> _Task instructions_
Write out exactly, please, the lines from the one containing "Q: Pick out each instance of the puppy's muzzle" to the end of the material.

> _Coordinate annotation records_
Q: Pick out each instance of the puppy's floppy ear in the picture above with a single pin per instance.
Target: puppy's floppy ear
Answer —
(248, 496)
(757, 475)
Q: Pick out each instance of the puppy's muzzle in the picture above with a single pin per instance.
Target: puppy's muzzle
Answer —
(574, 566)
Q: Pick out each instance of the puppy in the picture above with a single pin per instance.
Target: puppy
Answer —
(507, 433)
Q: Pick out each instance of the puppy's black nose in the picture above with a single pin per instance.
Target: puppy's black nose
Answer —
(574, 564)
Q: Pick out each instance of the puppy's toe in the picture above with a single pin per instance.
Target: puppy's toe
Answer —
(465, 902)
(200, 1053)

> _The output_
Q: Pick out each instance of the puppy's muzzle in the picture above with a single pin per instance.
Target: puppy's muzzle
Answer —
(574, 566)
Q: Pick out each instance of the puppy in the picture above with a single pin per instance.
Target: puppy
Answer —
(507, 433)
Q: Pick out each instance of the puppy's black nose in the picture above with a single pin per instance.
Target: puppy's black nose
Answer —
(574, 564)
Q: Pick out each instance of the puppy's toe in the picture above with a single pin per instance.
Target: puppy's toe
Answer —
(465, 902)
(200, 1053)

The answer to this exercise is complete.